# start of Quoted passage
For the scope of this analysis, let us consider a labelled dataset $\mathcal K := \cup^C_{j=1} \mathcal C_j$, where the class $\mathcal C_j$ is identified by a label $j$ and comprised of the datapoints $\{\boldsymbol x_i \in \mathcal C_j\}$ (note: in the theoretical analysis of [1] the classes are not necessarily finite). Our purpose will be to model the dataset as disjoint convex sets (e.g., convex hulls, or minimum volume spheres enclosing each class), and to understand how QRP interact with these sets - how the quantiser resolution $\delta$ should be chosen, how $m$ should scale with the complexity of the underlying set. As this is only a demo, a thorough explanation of these concepts can be found in [1],[2].



In [3]:

    
# Prepare train/test data  
nclass = 5 # Number of classes, $C$
rseed = 42 # Seed of random number generator
dset = "real" # Digits dataset (real data)
# dset = "" # Blobs dataset (randomly generated)

if dset == "real":
    # The Digits dataset (real)
    # This is the well-known handwritten digits dataset, loaded with nclass labels.
# end of Quoted passage
# start of Extracted material
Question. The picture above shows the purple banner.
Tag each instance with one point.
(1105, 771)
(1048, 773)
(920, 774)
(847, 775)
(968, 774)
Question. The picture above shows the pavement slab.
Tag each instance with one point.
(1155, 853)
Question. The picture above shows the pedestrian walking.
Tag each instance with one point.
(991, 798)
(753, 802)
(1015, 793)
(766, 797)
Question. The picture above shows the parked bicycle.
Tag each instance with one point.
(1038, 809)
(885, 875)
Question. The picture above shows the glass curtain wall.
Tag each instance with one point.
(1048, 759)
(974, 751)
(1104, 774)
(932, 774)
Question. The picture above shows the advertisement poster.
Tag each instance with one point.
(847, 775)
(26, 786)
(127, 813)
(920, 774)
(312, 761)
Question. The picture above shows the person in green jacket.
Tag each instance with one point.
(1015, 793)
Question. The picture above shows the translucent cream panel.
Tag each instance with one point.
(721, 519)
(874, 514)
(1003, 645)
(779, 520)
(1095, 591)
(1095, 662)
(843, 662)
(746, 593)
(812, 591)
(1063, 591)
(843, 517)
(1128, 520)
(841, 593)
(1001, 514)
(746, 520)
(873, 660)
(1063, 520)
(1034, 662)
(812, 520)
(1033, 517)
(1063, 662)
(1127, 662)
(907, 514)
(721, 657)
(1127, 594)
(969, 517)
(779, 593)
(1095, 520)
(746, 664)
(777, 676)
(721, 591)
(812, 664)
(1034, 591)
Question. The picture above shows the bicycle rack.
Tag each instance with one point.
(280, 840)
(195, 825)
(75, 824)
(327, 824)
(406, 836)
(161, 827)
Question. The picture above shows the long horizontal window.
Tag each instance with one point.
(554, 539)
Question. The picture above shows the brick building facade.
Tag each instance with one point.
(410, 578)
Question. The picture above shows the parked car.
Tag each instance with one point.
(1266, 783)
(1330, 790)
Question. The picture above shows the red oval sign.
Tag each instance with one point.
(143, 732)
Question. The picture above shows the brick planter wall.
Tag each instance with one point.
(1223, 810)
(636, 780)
# end of Extracted material
- What is asked:
A) Please reproduce all of the labeling entries above verbatim, with every line included.
B) Write the next part of the passage about modeling a labelled dataset as disjoint convex sets, picking up right after its last line.

- Per-task outputs:
A)
Question. The picture above shows the purple banner.
Tag each instance with one point.
(1105, 771)
(1048, 773)
(920, 774)
(847, 775)
(968, 774)
Question. The picture above shows the pavement slab.
Tag each instance with one point.
(1155, 853)
Question. The picture above shows the pedestrian walking.
Tag each instance with one point.
(991, 798)
(753, 802)
(1015, 793)
(766, 797)
Question. The picture above shows the parked bicycle.
Tag each instance with one point.
(1038, 809)
(885, 875)
Question. The picture above shows the glass curtain wall.
Tag each instance with one point.
(1048, 759)
(974, 751)
(1104, 774)
(932, 774)
Question. The picture above shows the advertisement poster.
Tag each instance with one point.
(847, 775)
(26, 786)
(127, 813)
(920, 774)
(312, 761)
Question. The picture above shows the person in green jacket.
Tag each instance with one point.
(1015, 793)
Question. The picture above shows the translucent cream panel.
Tag each instance with one point.
(721, 519)
(874, 514)
(1003, 645)
(779, 520)
(1095, 591)
(1095, 662)
(843, 662)
(746, 593)
(812, 591)
(1063, 591)
(843, 517)
(1128, 520)
(841, 593)
(1001, 514)
(746, 520)
(873, 660)
(1063, 520)
(1034, 662)
(812, 520)
(1033, 517)
(1063, 662)
(1127, 662)
(907, 514)
(721, 657)
(1127, 594)
(969, 517)
(779, 593)
(1095, 520)
(746, 664)
(777, 676)
(721, 591)
(812, 664)
(1034, 591)
Question. The picture above shows the bicycle rack.
Tag each instance with one point.
(280, 840)
(195, 825)
(75, 824)
(327, 824)
(406, 836)
(161, 827)
Question. The picture above shows the long horizontal window.
Tag each instance with one point.
(554, 539)
Question. The picture above shows the brick building facade.
Tag each instance with one point.
(410, 578)
Question. The picture above shows the parked car.
Tag each instance with one point.
(1266, 783)
(1330, 790)
Question. The picture above shows the red oval sign.
Tag each instance with one point.
(143, 732)
Question. The picture above shows the brick planter wall.
Tag each instance with one point.
(1223, 810)
(636, 780)

B)
    # The classes will tend to be closer and overlap, thus departing from our 
    # theoretical analysis that assumes linear separability. 
    n = 64
    digits = load_digits(nclass)
    nsamples = digits.data.shape[0]
    idx_train = np.random.choice(nsamples, nsamples//2, replace=False)
    idx_test = np.setxor1d(np.arange(nsamples),idx_train)
    train_data = digits.data[idx_train]
    test_data = digits.data[idx_test]
    ctrain = digits.target[idx_train]
    ctest = digits.target[idx_test]
else:
    # The Blob dataset (synthetic)
    # This is a randomly generated dataset of blobs that tend to be sufficiently far apart.
    # The classes will tend to be separated, thus verifying our theoretical analysis. 
    n = 2**9
    nsamples = 2**7
    data,target = make_blobs(n_samples=nsamples, 
                             n_features=n, centers=nclass, 
                             cluster_std=0.5)
    idx_train = np.random.choice(nsamples, 2*nsamples//3, replace=False)
    idx_test = np.setxor1d(np.arange(nsamples),idx_train)
    train_data = data[idx_train]
    test_data = data[idx_test]
    ctrain = target[idx_train]
    ctest = target[idx_test]

We now extract some general information on the geometry of the labelled dataset by finding its equivalent $\ell_2$-ball partition, we now find the centre of each point cloud $\boldsymbol c_j = \sum_{i\in\mathcal C_j} \boldsymbol x_i$ and fit a ball with radius given by $r_j = \max_i \|\boldsymbol x_i -\boldsymbol c_j\|$, for $j \in [C]$.



In [4]:

    
# Fit $\ell_2$-balls to each dataset
centre = np.zeros([n,nclass])
radius = np.zeros(nclass)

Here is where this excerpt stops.